§ **Location identification items**
----------------

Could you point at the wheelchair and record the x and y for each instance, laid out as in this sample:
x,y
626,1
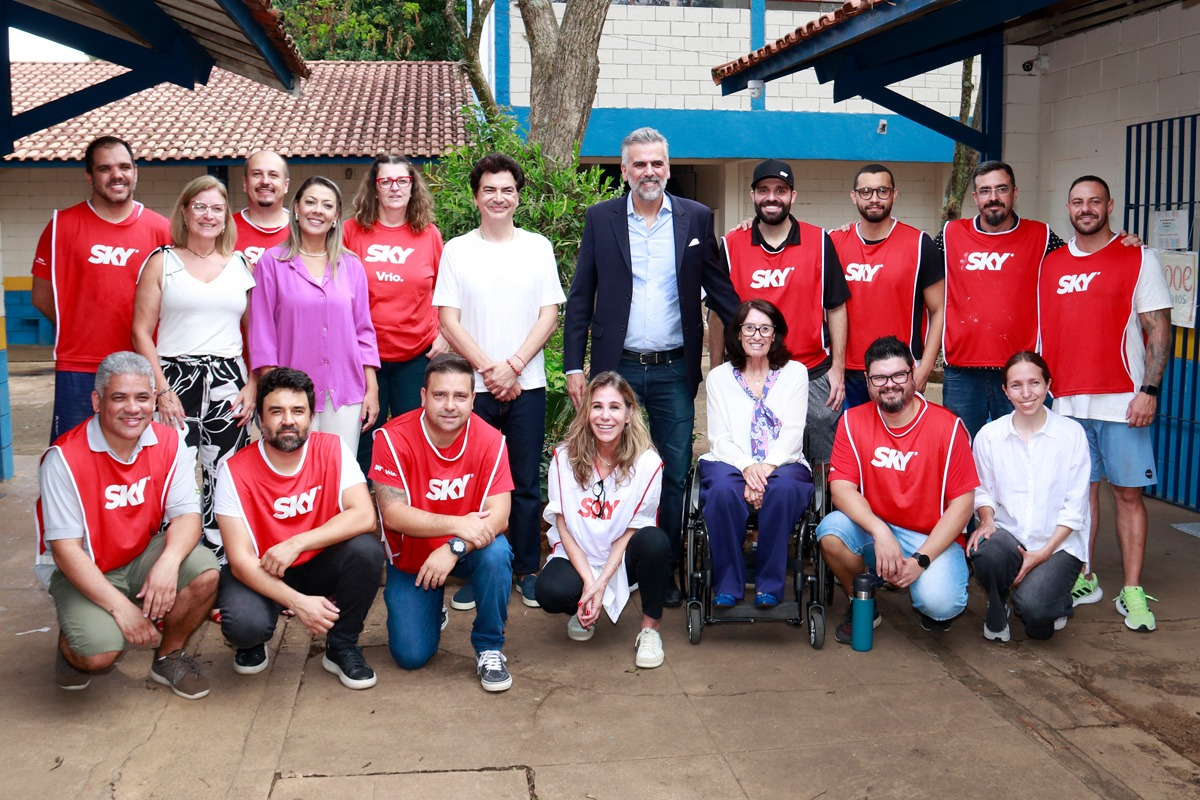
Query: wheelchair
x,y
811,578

----------------

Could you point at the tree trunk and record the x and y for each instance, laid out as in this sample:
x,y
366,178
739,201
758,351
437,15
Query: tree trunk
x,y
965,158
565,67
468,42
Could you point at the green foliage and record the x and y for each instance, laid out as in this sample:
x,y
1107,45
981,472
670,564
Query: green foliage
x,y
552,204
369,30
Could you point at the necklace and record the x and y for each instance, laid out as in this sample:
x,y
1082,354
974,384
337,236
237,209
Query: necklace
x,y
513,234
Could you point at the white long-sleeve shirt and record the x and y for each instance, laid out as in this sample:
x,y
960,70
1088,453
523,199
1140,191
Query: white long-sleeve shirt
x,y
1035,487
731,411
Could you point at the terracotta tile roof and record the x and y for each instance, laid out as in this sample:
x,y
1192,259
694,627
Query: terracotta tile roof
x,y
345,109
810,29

----------------

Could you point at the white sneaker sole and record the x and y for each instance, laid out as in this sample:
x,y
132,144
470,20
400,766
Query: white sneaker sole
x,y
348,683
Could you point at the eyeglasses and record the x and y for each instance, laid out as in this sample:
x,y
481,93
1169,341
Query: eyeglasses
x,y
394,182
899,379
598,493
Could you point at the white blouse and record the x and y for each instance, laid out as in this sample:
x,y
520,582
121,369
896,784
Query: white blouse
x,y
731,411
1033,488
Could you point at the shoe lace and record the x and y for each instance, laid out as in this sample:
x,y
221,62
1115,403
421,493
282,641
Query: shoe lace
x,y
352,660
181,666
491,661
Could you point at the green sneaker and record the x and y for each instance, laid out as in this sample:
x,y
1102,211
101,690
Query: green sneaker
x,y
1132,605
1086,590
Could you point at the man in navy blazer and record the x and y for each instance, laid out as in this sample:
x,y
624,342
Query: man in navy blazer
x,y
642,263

----------------

§ **Task statement**
Please pick out each line in the rows above that contains the word "point" and copy those lines.

§ **Task output**
Could you point at the wheelchair and record the x and y for each instance, laid out as in this sample:
Could you point at the tree trunk and record the x and y for each instance, laid out as in this sample:
Could you point at the green foliage and record the x and y for each instance, laid out as in this sample:
Could you point at the necklace and record the x and y for each instance, laid out as in this sample:
Could you point at the white long-sleeve shirt and record the x and y for each instance, laid out as in this sample:
Could you point at the terracotta tile roof and record the x and y for each instance, laid out as in this sample:
Could you point at the white sneaker sole and record the x and y for each instance, laid out as in this sample:
Could you point at the eyeglasses and record the x and y for each instance, laid out as in this sample:
Could you point at the white blouse and record the x and y for each instance, laid out as in this sample:
Could you point at the shoe lace and record the x and y for each instance, laid out as in this sample:
Could you point at the green sneaker and record the x and y for each instance, laid out as in this sample:
Could you point at the man in navy blazer and record the x and y for each instance, laid out as in this sample:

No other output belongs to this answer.